▶ GIVEN EXERCISE 1: In the listing, from the line with "Where can you see the snowboarder here?" up to and including the line with "[[159, 142], [279, 152]]", substitute "rider" for "snowboarder" and output those lines with everything else unchanged.

▶ EXCERPT PROVIDED:
━━━
Tag Archives: Supreme Court of the United States

SCOTUS: The Nuclear Option is Not Enough

U.S. Supreme Court building.
U.S. Supreme Court building. (Photo credit: Wikipedia)

On January 31,  president Donald Trump nominated federal appellate judge Neil Gorsuch to fill a vacancy on the US Supreme Court created nearly a year before by Associate Justice Antonin Scalia’s death.

More than two months later — nearly 14 months since  Scalia’s passing and after 13 months of Republican stalling and refusal to even consider former president Barack Obama’s nomination of appellate judge Merrick Garland — the US Senate is finally set to vote on Gorsuch’s nomination once it clears a final procedural hurdle (more on that below).

Unlike most politically engaged Americans, I have no strong opinion on the character or qualifications of Neil Gorsuch (or, for that matter, Merrick Garland). Because they’re appointed for life, Supreme Court justices tend to develop minds of their own rather than slavishly fulfilling the wishes of the presidents who nominate them or the parties they claim affiliation with.

I do, however, have strong and very negative opinions on the melodrama attending the whole process.
━━━
▶ EXERCISE INPUTS:

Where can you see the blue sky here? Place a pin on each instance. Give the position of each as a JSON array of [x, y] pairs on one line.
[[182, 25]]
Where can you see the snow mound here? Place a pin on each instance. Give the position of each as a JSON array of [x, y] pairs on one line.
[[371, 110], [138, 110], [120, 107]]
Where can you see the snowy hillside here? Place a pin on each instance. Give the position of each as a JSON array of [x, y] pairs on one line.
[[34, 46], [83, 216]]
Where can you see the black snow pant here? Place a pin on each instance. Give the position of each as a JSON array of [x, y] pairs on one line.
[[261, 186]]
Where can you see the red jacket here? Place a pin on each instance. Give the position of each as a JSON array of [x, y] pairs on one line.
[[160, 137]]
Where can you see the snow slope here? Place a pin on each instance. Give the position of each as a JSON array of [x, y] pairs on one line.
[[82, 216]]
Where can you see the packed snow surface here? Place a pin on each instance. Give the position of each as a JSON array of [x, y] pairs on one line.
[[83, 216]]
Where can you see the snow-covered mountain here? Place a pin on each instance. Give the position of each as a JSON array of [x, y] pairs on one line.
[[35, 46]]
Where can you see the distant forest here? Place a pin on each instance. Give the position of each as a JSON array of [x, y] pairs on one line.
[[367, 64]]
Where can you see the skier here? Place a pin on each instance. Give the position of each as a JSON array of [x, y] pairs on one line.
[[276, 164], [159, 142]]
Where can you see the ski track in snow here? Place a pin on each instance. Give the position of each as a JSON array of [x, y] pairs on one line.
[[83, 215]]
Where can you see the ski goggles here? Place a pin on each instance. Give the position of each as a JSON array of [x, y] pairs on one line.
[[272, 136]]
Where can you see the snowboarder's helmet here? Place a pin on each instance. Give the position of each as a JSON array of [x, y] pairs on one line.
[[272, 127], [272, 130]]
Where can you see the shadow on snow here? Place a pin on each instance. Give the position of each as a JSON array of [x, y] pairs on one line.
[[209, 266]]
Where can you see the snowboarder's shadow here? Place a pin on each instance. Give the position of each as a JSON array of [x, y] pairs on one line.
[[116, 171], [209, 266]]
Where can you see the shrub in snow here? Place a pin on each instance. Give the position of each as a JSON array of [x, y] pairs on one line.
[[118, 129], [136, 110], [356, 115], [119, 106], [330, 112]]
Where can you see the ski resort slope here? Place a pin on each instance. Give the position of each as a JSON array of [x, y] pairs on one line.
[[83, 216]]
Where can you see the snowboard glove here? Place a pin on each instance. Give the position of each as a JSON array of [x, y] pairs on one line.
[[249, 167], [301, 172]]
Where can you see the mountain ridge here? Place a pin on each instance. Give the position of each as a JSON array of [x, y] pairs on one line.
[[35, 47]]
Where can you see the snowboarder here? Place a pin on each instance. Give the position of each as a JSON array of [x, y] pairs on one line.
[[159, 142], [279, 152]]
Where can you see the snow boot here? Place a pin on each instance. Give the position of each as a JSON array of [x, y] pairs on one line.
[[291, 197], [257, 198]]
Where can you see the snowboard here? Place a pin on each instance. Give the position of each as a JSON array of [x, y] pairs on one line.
━━━
▶ GIVEN EXERCISE 2: Print the post on the Supreme Court nomination in full, verbatim.

▶ WRITTEN REPLY 1:
Where can you see the rider here? Place a pin on each instance. Give the position of each as a JSON array of [x, y] pairs on one line.
[[159, 142], [279, 152]]

▶ WRITTEN REPLY 2:
Tag Archives: Supreme Court of the United States

SCOTUS: The Nuclear Option is Not Enough

U.S. Supreme Court building.
U.S. Supreme Court building. (Photo credit: Wikipedia)

On January 31,  president Donald Trump nominated federal appellate judge Neil Gorsuch to fill a vacancy on the US Supreme Court created nearly a year before by Associate Justice Antonin Scalia’s death.

More than two months later — nearly 14 months since  Scalia’s passing and after 13 months of Republican stalling and refusal to even consider former president Barack Obama’s nomination of appellate judge Merrick Garland — the US Senate is finally set to vote on Gorsuch’s nomination once it clears a final procedural hurdle (more on that below).

Unlike most politically engaged Americans, I have no strong opinion on the character or qualifications of Neil Gorsuch (or, for that matter, Merrick Garland). Because they’re appointed for life, Supreme Court justices tend to develop minds of their own rather than slavishly fulfilling the wishes of the presidents who nominate them or the parties they claim affiliation with.

I do, however, have strong and very negative opinions on the melodrama attending the whole process.